◆ Records for the task

────────────────────

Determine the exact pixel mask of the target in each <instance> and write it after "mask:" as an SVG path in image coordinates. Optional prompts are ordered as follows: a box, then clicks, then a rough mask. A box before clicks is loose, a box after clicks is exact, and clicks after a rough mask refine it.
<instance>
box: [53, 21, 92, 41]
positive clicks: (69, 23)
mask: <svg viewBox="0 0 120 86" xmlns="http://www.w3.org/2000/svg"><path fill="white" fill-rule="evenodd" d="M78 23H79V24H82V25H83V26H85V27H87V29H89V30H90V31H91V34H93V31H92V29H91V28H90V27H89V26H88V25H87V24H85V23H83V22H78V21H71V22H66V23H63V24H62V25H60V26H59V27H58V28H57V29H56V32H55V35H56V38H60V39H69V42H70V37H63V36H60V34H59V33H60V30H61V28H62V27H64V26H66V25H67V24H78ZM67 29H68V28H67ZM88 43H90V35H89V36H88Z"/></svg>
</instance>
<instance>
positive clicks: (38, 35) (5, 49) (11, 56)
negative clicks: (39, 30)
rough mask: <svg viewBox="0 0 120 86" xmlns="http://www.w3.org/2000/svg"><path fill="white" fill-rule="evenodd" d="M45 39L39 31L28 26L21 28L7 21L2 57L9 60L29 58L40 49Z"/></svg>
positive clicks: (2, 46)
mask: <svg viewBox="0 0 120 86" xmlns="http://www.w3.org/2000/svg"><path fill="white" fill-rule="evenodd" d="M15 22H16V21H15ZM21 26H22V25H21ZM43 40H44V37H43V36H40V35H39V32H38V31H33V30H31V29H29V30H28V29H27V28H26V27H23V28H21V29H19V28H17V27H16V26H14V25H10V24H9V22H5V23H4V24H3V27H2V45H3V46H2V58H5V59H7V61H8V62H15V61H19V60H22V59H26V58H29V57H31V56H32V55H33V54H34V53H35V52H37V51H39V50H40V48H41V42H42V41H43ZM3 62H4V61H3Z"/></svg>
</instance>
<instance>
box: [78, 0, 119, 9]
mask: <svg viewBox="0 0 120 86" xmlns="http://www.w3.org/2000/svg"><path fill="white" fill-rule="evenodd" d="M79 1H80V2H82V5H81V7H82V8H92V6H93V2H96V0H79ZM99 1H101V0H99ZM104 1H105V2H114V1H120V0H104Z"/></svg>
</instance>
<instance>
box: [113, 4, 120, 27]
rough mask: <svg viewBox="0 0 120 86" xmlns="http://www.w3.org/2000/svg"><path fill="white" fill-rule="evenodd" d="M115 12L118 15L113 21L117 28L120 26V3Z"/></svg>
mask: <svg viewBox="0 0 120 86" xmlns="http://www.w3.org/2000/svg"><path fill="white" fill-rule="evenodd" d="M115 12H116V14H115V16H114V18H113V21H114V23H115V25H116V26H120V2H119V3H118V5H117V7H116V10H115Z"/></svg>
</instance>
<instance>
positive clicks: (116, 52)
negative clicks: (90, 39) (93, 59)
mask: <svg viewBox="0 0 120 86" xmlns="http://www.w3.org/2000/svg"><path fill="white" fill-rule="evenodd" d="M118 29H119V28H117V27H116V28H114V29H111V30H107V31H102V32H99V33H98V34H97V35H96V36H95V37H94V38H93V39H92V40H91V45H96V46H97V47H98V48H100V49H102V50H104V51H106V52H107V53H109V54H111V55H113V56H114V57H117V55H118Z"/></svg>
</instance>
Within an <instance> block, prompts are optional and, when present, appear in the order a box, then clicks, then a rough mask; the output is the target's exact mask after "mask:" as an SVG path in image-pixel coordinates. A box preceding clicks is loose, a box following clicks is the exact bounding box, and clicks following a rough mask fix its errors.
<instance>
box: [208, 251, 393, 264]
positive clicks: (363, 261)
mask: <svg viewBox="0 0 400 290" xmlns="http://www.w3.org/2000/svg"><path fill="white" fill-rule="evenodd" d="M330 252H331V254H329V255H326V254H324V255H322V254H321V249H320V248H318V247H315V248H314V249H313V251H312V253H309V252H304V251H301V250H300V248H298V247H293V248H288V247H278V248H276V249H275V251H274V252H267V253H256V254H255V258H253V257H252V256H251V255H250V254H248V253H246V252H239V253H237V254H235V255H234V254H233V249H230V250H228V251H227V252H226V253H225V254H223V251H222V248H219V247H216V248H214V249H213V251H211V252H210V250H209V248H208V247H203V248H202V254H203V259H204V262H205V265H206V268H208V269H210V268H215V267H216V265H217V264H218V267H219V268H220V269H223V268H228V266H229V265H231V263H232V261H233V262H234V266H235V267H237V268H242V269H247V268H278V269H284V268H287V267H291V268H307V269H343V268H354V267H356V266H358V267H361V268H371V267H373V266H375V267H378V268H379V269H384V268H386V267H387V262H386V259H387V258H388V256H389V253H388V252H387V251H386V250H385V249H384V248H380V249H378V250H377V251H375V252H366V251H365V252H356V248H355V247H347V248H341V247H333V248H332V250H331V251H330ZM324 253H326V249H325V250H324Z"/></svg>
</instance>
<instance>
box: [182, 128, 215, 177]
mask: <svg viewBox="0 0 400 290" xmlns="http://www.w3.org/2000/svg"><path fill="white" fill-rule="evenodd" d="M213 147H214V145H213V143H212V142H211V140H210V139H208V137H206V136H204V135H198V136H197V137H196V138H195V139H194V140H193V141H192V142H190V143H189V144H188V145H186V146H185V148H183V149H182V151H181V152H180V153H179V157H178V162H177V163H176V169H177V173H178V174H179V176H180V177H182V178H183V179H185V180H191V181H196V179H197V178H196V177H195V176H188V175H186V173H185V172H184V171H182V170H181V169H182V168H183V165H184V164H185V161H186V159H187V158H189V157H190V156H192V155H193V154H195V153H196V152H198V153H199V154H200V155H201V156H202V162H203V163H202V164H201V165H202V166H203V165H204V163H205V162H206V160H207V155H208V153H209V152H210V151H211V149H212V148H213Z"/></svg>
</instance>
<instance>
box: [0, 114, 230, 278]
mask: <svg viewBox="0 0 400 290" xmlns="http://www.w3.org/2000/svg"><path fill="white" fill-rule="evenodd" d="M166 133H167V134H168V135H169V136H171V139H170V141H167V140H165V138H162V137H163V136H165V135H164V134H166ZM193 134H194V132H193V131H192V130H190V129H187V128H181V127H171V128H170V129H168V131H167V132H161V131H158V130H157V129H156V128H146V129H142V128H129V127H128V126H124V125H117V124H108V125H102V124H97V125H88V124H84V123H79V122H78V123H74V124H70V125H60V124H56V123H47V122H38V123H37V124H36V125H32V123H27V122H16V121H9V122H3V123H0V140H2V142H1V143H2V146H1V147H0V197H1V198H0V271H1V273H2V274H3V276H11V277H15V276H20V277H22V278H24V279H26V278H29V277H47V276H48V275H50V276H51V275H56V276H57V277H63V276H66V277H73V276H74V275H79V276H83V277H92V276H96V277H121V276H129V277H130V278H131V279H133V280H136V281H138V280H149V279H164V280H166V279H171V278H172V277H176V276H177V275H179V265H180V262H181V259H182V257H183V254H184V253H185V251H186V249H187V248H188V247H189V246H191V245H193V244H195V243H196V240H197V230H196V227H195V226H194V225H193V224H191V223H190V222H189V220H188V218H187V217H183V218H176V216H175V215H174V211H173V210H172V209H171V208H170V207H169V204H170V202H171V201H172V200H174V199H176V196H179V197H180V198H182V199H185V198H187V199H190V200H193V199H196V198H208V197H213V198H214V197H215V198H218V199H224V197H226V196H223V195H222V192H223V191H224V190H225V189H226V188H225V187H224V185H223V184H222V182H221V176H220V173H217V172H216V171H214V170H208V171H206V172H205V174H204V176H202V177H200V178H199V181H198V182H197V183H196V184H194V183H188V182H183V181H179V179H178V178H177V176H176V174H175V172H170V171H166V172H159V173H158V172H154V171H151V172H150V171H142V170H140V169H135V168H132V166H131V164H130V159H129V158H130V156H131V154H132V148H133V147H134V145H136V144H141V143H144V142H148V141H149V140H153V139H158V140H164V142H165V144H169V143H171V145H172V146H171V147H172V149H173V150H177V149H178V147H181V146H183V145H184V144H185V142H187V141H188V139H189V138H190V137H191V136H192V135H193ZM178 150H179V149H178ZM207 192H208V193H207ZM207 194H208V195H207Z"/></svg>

────────────────────

◆ Assigned task
From the first line of the data above to the line containing "box: [53, 21, 92, 41]", repeat everything exactly and add nothing.

◆ Solution to this problem
Determine the exact pixel mask of the target in each <instance> and write it after "mask:" as an SVG path in image coordinates. Optional prompts are ordered as follows: a box, then clicks, then a rough mask. A box before clicks is loose, a box after clicks is exact, and clicks after a rough mask refine it.
<instance>
box: [53, 21, 92, 41]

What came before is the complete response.